• [Task goal] In the items below, swap every "wooden perch" for "metal railing" and reproduce the lines with nothing else changed.
— Start —
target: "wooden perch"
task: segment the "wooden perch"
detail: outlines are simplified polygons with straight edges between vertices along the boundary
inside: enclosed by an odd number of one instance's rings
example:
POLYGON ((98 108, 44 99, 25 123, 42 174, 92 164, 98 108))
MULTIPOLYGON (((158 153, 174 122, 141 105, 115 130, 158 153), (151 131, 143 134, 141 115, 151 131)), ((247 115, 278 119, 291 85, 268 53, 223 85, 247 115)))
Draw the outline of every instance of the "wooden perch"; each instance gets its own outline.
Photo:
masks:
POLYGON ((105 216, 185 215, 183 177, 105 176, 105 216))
— End —
• [Answer for this exercise]
target: "metal railing"
task: segment the "metal railing"
detail: outlines are simplified polygons with straight edges between vertices along the boundary
inside: enclosed by an odd number of one instance's rings
example:
POLYGON ((98 108, 44 99, 25 123, 42 174, 92 164, 98 108))
MULTIPOLYGON (((158 153, 174 122, 141 105, 115 130, 158 153), (151 131, 143 134, 141 115, 151 131)), ((247 115, 278 119, 291 85, 268 53, 223 85, 247 115)))
Draw the outline of every instance of the "metal railing"; each instance gets its own outline.
Photo:
masks:
POLYGON ((105 216, 185 215, 183 177, 105 176, 105 216))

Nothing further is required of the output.